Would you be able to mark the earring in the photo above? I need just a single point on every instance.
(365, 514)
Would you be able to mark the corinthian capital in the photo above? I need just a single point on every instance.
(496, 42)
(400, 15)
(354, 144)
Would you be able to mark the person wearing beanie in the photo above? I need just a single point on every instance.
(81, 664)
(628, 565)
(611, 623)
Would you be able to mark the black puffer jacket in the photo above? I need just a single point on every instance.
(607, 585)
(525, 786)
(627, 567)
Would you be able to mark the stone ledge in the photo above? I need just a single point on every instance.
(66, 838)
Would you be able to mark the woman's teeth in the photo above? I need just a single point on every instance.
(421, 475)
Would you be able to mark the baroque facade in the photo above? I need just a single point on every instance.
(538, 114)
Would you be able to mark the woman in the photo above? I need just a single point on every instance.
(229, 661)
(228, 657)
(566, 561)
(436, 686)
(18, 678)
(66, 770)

Short problem> Edit the listing above by replacing every "a single point" with "one point" and keeping everything else the same.

Output below>
Would you be able to mark the earring in the photo above? I need just one point on every instance.
(365, 514)
Would you be able to mark the corinthian capital in the photo above? I need just one point on every instance.
(496, 42)
(400, 15)
(354, 144)
Would you be able to mark the person wearing beanie in the photo above? I need just one point on every instance.
(81, 664)
(628, 565)
(611, 623)
Would you be able to mark the black puffer jacket in the photo above? I need just one point on every instance.
(607, 585)
(525, 786)
(627, 567)
Would you be able to mark the stone ledge in the photo above? I need just one point on every instance.
(66, 838)
Would you be able to mark the woman's teeth in the photo above? I need just one point on every instance.
(421, 475)
Would you be able to mark the baroque facade in the photo above? I need just one point on every instance.
(538, 114)
Would you be able to mark the woman in the photo above? I need just one point on every instance.
(229, 661)
(228, 657)
(566, 561)
(436, 686)
(18, 678)
(66, 770)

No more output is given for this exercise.